- **Written request**
Reproduce every one of the rows below exactly, leaving out the pictures.

*** Listed records

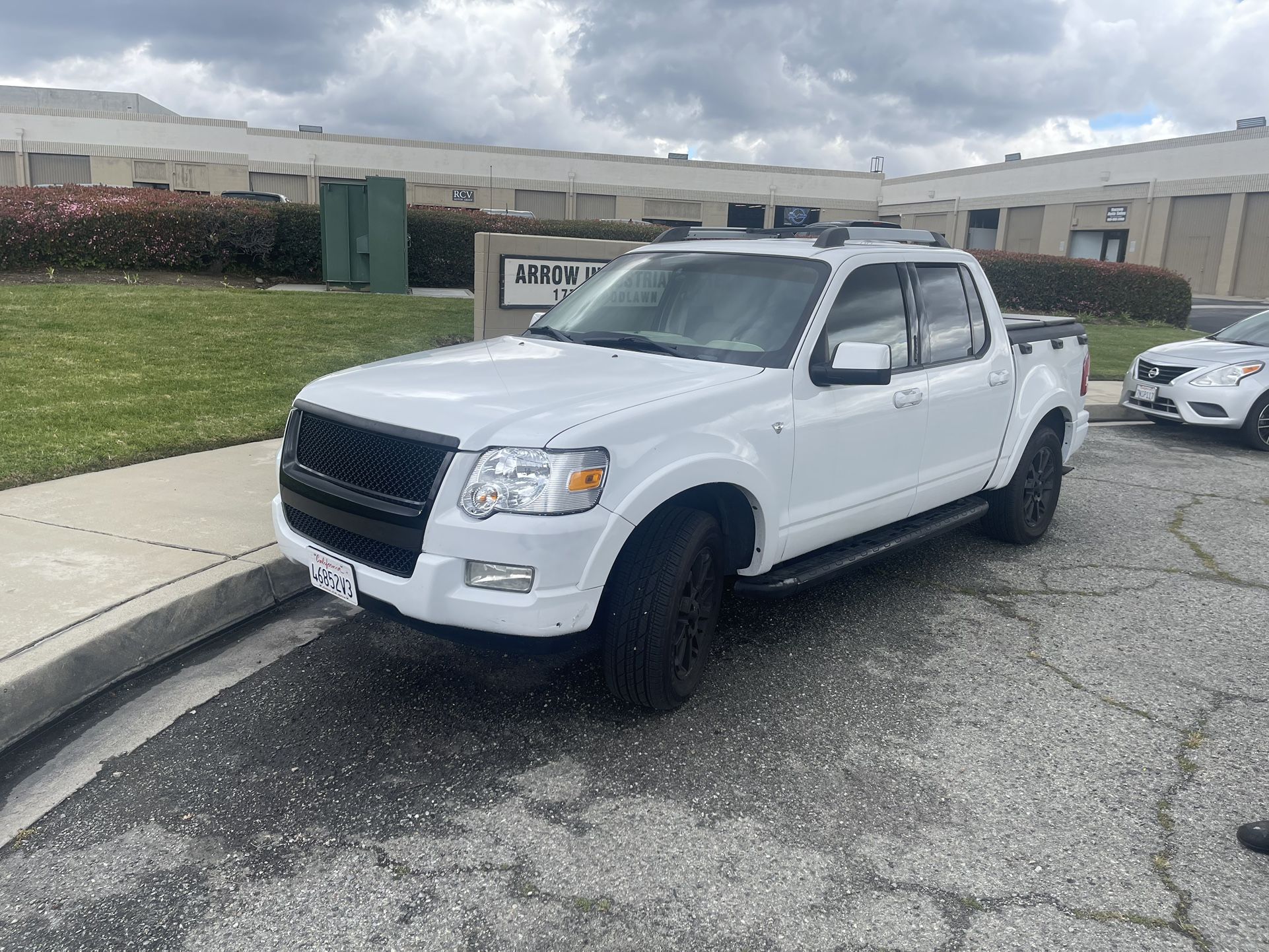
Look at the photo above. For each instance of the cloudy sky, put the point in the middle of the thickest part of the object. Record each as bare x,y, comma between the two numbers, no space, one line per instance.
929,84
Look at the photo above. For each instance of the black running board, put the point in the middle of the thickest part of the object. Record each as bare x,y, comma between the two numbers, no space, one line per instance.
827,564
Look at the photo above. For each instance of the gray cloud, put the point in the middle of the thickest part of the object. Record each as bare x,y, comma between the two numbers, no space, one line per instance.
823,83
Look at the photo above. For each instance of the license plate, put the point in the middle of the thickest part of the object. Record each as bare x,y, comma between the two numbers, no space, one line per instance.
333,575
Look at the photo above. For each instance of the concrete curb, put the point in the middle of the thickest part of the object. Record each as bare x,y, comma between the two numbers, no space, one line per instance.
1105,413
61,672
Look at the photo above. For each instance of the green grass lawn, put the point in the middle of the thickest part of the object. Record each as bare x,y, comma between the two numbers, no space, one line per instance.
1113,345
94,376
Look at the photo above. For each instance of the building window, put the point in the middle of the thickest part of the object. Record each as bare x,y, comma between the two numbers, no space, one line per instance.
1099,246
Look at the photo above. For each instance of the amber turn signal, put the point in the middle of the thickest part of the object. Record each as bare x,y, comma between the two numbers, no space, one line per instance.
586,479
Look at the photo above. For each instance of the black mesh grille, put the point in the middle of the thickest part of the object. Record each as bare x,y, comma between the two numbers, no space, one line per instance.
359,549
1167,374
388,466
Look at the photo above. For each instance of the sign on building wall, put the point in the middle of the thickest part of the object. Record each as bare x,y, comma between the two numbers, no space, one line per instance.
542,282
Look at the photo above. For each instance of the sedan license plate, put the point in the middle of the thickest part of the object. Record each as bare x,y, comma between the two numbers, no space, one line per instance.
333,575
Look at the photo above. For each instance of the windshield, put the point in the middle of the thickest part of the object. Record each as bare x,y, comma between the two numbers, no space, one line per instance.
704,305
1249,330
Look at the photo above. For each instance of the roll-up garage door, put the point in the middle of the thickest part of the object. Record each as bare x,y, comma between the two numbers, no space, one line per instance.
1022,229
293,187
48,169
1196,232
543,205
1252,279
597,206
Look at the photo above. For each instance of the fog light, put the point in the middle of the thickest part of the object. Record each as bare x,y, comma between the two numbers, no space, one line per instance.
505,578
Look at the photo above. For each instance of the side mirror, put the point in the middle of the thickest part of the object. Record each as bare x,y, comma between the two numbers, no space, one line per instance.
854,363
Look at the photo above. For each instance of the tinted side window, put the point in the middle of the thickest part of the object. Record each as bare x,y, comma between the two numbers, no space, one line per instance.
870,309
977,322
947,315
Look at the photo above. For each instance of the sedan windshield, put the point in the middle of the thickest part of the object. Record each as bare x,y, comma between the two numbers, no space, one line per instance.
1249,330
704,305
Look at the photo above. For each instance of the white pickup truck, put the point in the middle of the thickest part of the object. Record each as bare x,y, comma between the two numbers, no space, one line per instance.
777,407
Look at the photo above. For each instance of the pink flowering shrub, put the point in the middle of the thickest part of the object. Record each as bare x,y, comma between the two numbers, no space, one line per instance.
92,226
86,226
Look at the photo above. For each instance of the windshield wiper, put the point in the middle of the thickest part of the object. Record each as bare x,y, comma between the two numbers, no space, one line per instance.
551,333
630,342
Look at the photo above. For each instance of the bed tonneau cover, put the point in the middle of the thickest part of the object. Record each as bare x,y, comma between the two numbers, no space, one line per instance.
1027,329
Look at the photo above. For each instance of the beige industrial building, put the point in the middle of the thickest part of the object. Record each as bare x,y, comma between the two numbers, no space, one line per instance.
1197,205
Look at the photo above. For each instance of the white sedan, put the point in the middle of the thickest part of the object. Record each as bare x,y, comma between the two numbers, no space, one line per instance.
1216,381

******

- **Finished task**
Look at the photo above. For each instance of the cloudy sky, put the point in the middle of the thickest part of the object. Record each as bare x,y, comma between the two numbers, no space, one line per instance.
929,84
Look at the photo above. For each instance of the black running board, put the point in the middle of the thickest part of the object. Record each as bare x,y, comma between the two numbers, no space, one line per instance.
827,564
Look at the photo above. For each instance of the gray cloud, put the point in the middle of the thickest part of the object. Record each as bare x,y, comma between the two numbers, no space, one line per instance.
823,83
Look at the photo above. For each instance of the license plate, put the point in the middle of the thickest part of the object. Record each as bare x,y, comma between the two numbers, no space, one line per instance.
333,575
Look at the photo above. For each instance of the concrete curb, put the point in the middle of the thickest part of the object. Record each as bare x,y, comma between the two numbers, no space, one line per instance.
1105,413
61,672
Look at the photo above. For each instance of the green grass lawn, put the point in the middle of the thickest part of the object. Record each as bare x,y, comma between the two numbers, no space, one line per instance.
1113,345
94,376
Look at the photo above. For each instance of the building window, put the point in the middle of the thickest part of the object. Record each as bare x,y, comma between the two numbers, no space, one line per instance.
1099,246
Look at the photo above. For each instance of the amber turn signal, put the point in the middle of the thickest part of the object. Record each as bare x,y, comma between the two numbers, no space, one line per instance.
586,479
Look at the photo above. For each instance of the black mesh grille, put the point in the middle of the thickest part of the object. Record each as bare x,y, comma between the two numbers, no space, one line per instance.
359,549
1167,374
388,466
Look at the photo above. For each instance of the sign on building wall, put the point in the middle of the thickest part of the object. Record each as bare x,y, comma between the two numbers, no space, one line per instance.
542,282
Look at the photo above. For each instance of the sedan license plate, put the point in the middle of the thickest part of the object. Record each as bare x,y, comma between the two numbers, no space, one line per instance.
333,575
Look at the photo above. For each instance of the windshield, put the point in the middle of the thickest part of the object. Record each as bare x,y, comma between the two numbers, no space, one line per instance.
704,305
1249,330
Look at the photo above. For each instance of the roll-up garage door, put the point in the middle of the thickest part of the object. Record each as bare x,y, comma between the two numbers, no space, one line per instance.
1022,229
293,187
48,169
1196,232
543,205
1252,279
597,206
Look at the photo above. For each instance of the fog light, put the point in the middle of the thickest part of the object. Record each as bare x,y, comma between the two numbers, no space, one line per instance.
505,578
Look at the photo above. For each instance of the side mirror, put the point in the middle of the thickest part of the object. Record each as bare x,y, comma between the two numbers, no space, one line per instance.
854,363
Look at the photo above. For each instance of the tinted side window, put the point in the middle of the thickest part of the object. Record each as bare x,y, comma between the two numbers, no space, one line per instance.
870,309
977,322
947,315
Look at the photo above. For each instance of the sedan windshield, put the point in the middle of the thickest part of the object. Record each as bare x,y, comma between the two numbers, no space, one line per instance.
1249,330
704,305
Look at the photo above. For each instance of the white pickup truck, put the point in the middle of the thickest part of the object. Record each as bare x,y, comma between the two numbers, no space, one line per instance.
777,407
Look at the photo above. For each instance of the pink flowering shrub, put the point in the middle of the thickest part of the object. Record each as bare x,y, comma between the two numbers, no space, one line per instance.
92,226
86,226
Look at the photo above. For each instance of the windshield wiper, put the point in the middle of the thickest part of the object. Record each as bare x,y, comma between the two numbers, no space, one line per instance.
551,333
630,342
Look at the photo above. For each instance of the bed tonneau cover, put the point in the middle of the thickest part of the object. Record each as bare x,y, comma between the two numbers, no space, one line per instance.
1027,329
Look at the photo above. For each instance of the beige industrial building, put the point in the middle of the thickest part of the object. Record each as bare x,y, comma between the two numbers, no space, one line per instance.
1197,205
Look at the photo above. For each instance of the white sedan, put the point in the middle of the thickest part of the object. Record each as bare x,y, comma between the two numbers, no space, one line per instance.
1216,381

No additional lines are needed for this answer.